TO BE DONE: Print each line of the entries below exactly as it appears, in the same order.

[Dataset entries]
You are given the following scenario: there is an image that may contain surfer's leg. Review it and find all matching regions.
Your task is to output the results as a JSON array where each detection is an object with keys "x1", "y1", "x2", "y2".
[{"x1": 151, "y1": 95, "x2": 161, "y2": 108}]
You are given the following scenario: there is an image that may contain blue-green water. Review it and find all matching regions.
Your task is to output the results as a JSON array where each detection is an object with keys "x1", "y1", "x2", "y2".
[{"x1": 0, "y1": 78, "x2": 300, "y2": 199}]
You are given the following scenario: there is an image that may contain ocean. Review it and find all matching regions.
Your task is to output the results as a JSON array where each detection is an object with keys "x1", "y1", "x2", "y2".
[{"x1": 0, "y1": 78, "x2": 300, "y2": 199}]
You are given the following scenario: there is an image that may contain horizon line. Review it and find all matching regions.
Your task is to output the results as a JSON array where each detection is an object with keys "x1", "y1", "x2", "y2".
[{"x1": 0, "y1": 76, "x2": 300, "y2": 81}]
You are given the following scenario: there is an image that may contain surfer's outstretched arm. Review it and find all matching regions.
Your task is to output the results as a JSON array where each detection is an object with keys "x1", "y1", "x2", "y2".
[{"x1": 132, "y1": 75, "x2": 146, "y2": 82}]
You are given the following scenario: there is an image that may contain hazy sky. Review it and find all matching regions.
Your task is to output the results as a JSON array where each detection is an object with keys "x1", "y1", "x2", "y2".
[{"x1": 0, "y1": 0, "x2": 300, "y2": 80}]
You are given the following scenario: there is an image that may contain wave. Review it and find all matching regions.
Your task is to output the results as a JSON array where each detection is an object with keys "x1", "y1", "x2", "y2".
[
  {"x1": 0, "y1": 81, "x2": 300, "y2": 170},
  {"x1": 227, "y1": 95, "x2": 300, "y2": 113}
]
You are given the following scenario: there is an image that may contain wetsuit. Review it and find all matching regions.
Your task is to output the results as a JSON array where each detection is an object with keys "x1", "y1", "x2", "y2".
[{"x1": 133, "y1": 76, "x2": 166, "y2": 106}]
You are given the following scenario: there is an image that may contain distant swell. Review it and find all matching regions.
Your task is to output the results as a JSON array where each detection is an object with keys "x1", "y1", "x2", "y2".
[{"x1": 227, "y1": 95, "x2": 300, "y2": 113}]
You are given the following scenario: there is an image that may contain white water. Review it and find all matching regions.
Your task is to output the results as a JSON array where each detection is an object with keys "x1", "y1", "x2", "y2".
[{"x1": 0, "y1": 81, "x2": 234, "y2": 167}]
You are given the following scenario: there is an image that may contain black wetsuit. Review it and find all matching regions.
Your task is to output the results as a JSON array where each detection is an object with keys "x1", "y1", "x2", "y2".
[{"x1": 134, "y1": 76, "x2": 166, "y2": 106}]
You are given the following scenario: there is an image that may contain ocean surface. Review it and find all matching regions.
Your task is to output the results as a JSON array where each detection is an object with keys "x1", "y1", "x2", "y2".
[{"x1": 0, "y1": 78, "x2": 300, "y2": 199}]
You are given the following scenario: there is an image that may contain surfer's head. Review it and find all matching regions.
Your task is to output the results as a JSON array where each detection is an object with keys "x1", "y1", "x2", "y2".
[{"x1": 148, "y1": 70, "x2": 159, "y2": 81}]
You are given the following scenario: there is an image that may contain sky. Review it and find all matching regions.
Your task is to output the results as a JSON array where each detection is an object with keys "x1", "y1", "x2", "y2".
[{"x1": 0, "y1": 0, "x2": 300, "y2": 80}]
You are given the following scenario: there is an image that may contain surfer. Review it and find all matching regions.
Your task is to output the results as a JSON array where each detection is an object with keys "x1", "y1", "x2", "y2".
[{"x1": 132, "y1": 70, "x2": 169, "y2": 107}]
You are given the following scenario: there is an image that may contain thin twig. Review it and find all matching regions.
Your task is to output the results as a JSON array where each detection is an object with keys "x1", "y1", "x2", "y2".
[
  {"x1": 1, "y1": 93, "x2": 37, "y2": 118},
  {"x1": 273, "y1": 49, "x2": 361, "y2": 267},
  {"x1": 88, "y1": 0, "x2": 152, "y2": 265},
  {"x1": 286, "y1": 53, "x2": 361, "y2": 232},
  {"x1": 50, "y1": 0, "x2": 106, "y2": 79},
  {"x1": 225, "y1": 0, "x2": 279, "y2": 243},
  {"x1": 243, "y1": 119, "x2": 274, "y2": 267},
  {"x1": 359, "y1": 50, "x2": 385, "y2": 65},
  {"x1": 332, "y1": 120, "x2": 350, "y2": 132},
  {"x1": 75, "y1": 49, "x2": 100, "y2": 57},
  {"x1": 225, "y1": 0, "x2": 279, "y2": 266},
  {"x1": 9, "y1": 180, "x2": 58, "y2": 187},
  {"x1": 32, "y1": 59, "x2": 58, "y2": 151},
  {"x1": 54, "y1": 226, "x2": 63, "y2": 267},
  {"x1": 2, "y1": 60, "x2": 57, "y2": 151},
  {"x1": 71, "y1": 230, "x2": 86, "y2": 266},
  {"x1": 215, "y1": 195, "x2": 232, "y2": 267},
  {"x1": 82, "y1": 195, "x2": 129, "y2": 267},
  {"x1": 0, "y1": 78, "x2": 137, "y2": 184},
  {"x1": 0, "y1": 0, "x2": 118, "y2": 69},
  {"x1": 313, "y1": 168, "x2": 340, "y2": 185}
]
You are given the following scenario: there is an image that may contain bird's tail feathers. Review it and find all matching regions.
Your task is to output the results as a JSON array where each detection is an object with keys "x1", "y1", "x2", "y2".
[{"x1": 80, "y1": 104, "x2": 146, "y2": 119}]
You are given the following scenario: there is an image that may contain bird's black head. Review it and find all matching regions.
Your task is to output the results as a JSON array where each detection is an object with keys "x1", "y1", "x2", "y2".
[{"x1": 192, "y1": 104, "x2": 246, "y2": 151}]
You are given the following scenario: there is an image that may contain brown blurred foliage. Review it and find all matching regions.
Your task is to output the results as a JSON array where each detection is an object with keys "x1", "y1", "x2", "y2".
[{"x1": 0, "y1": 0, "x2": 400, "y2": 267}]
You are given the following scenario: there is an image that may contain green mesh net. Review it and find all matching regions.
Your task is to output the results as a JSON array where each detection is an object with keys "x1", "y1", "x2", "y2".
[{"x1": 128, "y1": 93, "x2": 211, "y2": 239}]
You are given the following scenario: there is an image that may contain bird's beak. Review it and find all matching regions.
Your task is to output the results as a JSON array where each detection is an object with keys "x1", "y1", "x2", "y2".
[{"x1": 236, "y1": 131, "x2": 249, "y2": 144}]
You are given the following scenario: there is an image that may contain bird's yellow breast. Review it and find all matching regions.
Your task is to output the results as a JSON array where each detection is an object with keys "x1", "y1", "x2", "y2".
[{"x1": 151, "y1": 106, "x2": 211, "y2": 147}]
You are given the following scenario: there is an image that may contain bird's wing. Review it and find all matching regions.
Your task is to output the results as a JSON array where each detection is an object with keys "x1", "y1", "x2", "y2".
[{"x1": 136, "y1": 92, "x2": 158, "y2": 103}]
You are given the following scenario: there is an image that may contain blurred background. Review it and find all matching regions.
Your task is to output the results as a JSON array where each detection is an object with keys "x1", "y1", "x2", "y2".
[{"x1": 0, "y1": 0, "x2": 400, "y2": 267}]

FINAL ANSWER:
You are given the following scenario: there is an image that may contain surfer's leg. Review it and find all matching regions.
Your task is to output the results as a JSON array where each detection is an object with keys "x1", "y1", "x2", "y2".
[{"x1": 151, "y1": 95, "x2": 161, "y2": 108}]
You are given the following scenario: there is an image that may contain blue-green water. Review it and find all matching regions.
Your task is to output the results as a JSON array where each detection is an object with keys "x1", "y1", "x2", "y2".
[{"x1": 0, "y1": 78, "x2": 300, "y2": 199}]
You are given the following scenario: there is an image that may contain ocean. Review it and find all matching regions.
Your task is to output the results as a JSON array where each detection is an object with keys "x1", "y1", "x2", "y2".
[{"x1": 0, "y1": 78, "x2": 300, "y2": 199}]
You are given the following scenario: there is an image that may contain horizon line. Review it and find all matching regions.
Your task is to output the results as a JSON array where each detection is an object with keys "x1", "y1", "x2", "y2".
[{"x1": 0, "y1": 76, "x2": 300, "y2": 81}]
You are given the following scenario: there is an image that may contain surfer's outstretched arm. Review it and find all matching regions.
Your task is to output the results as a JSON array where each detection is an object with keys "x1", "y1", "x2", "y2".
[{"x1": 132, "y1": 75, "x2": 146, "y2": 82}]
You are given the following scenario: there is an image that may contain hazy sky. Review it and find all matching regions.
Your task is to output the results as a JSON array where each detection is an object with keys "x1", "y1", "x2", "y2".
[{"x1": 0, "y1": 0, "x2": 300, "y2": 80}]
You are given the following scenario: there is an image that may contain wave. Review it and find all matching regions.
Your task is to output the results as a JSON array where each detection is an object with keys "x1", "y1", "x2", "y2".
[
  {"x1": 0, "y1": 81, "x2": 300, "y2": 170},
  {"x1": 227, "y1": 95, "x2": 300, "y2": 113}
]
You are given the following scenario: there is an image that may contain wetsuit. Review it and find all matching regions.
Your task is to output the results as a JSON array where each detection is an object with keys "x1", "y1", "x2", "y2".
[{"x1": 133, "y1": 76, "x2": 166, "y2": 106}]
You are given the following scenario: there is an image that may contain distant swell. Review it and find all matching regions.
Your task is to output the results as a JSON array where each detection is an object with keys "x1", "y1", "x2", "y2".
[{"x1": 227, "y1": 95, "x2": 300, "y2": 113}]
You are given the following scenario: there is an image that may contain white water. Review it and find all matching regions.
Your task is to output the results as a JSON array where each detection is an object with keys "x1", "y1", "x2", "y2".
[{"x1": 0, "y1": 81, "x2": 234, "y2": 167}]
You are given the following scenario: there is an image that may contain black wetsuit. Review it and find all matching regions.
Your task is to output the results as a JSON array where each detection is an object with keys "x1", "y1", "x2", "y2".
[{"x1": 134, "y1": 76, "x2": 166, "y2": 106}]
You are given the following scenario: there is an image that may contain ocean surface. Review it and find all matching regions.
Your task is to output the results as a JSON array where each detection is an object with keys "x1", "y1", "x2", "y2".
[{"x1": 0, "y1": 78, "x2": 300, "y2": 199}]
You are given the following scenario: there is an image that may contain surfer's head. Review it and find all matching regions.
Your task is to output the results as a JSON array where each detection is an object with keys "x1", "y1", "x2", "y2".
[{"x1": 148, "y1": 70, "x2": 159, "y2": 81}]
You are given the following scenario: there is an image that may contain sky. Review it and find all matching regions.
Your task is to output the results as a JSON array where each detection is an object with keys "x1", "y1", "x2", "y2".
[{"x1": 0, "y1": 0, "x2": 300, "y2": 80}]
You are given the following scenario: there is an image that may contain surfer. Review it and find all matching regions.
Your task is to output the results as a JSON array where each detection is an object with keys "x1", "y1", "x2", "y2".
[{"x1": 132, "y1": 70, "x2": 169, "y2": 107}]
You are given the following scenario: there is an image that may contain thin twig. Review it and find all matching regions.
Your task is to output the results as a JSON array where each detection is an object with keys "x1", "y1", "x2", "y2".
[
  {"x1": 1, "y1": 93, "x2": 37, "y2": 118},
  {"x1": 273, "y1": 49, "x2": 361, "y2": 267},
  {"x1": 88, "y1": 0, "x2": 152, "y2": 265},
  {"x1": 286, "y1": 53, "x2": 361, "y2": 232},
  {"x1": 50, "y1": 0, "x2": 106, "y2": 79},
  {"x1": 225, "y1": 0, "x2": 279, "y2": 243},
  {"x1": 243, "y1": 119, "x2": 274, "y2": 267},
  {"x1": 359, "y1": 50, "x2": 385, "y2": 65},
  {"x1": 332, "y1": 120, "x2": 350, "y2": 132},
  {"x1": 75, "y1": 49, "x2": 100, "y2": 57},
  {"x1": 225, "y1": 0, "x2": 279, "y2": 266},
  {"x1": 9, "y1": 180, "x2": 58, "y2": 187},
  {"x1": 32, "y1": 59, "x2": 58, "y2": 151},
  {"x1": 54, "y1": 226, "x2": 63, "y2": 267},
  {"x1": 2, "y1": 60, "x2": 57, "y2": 151},
  {"x1": 71, "y1": 230, "x2": 86, "y2": 266},
  {"x1": 215, "y1": 195, "x2": 232, "y2": 267},
  {"x1": 82, "y1": 195, "x2": 129, "y2": 267},
  {"x1": 0, "y1": 78, "x2": 137, "y2": 184},
  {"x1": 0, "y1": 0, "x2": 118, "y2": 69},
  {"x1": 313, "y1": 168, "x2": 340, "y2": 185}
]
You are given the following scenario: there is an image that may contain bird's tail feathers. Review it and find all matching regions.
Your task is to output the results as a JSON array where each detection is an object with keys "x1", "y1", "x2", "y2".
[{"x1": 80, "y1": 104, "x2": 146, "y2": 119}]
You are given the following scenario: there is an image that may contain bird's black head. Review it and find all matching regions.
Your task is to output the results as a JSON array where each detection is an object with keys "x1", "y1", "x2", "y2".
[{"x1": 192, "y1": 104, "x2": 246, "y2": 151}]
You are given the following scenario: there is an image that may contain brown blurred foliage. Review it and find all matching regions.
Your task is to output the results as a JSON array where each detection is an object with keys "x1", "y1", "x2", "y2".
[{"x1": 0, "y1": 0, "x2": 400, "y2": 267}]
You are given the following scenario: there is an image that may contain green mesh net. Review it and find all matching regions.
Your task is to output the results as a JSON array where each detection is an object with keys "x1", "y1", "x2", "y2".
[{"x1": 128, "y1": 93, "x2": 211, "y2": 239}]
You are given the following scenario: there is an image that may contain bird's beak. Review it and find all matching regions.
Your task is to output the results as a JSON array where each detection is an object with keys "x1", "y1", "x2", "y2".
[{"x1": 236, "y1": 131, "x2": 249, "y2": 144}]
You are given the following scenario: there is an image that may contain bird's yellow breast. Review it and find all matching regions.
Your task is to output the results as a JSON array where each detection is an object with keys "x1", "y1", "x2", "y2".
[{"x1": 151, "y1": 106, "x2": 211, "y2": 147}]
You are given the following scenario: there is an image that may contain bird's wing. Review it and find all matching regions.
Your task is to output the results as a JSON array where each detection is an object with keys "x1", "y1", "x2", "y2".
[{"x1": 136, "y1": 92, "x2": 158, "y2": 103}]
You are given the following scenario: there is an image that may contain blurred background. Review it and find all matching regions.
Your task is to output the results as a JSON array where each detection is an object with keys "x1", "y1", "x2", "y2".
[{"x1": 0, "y1": 0, "x2": 400, "y2": 267}]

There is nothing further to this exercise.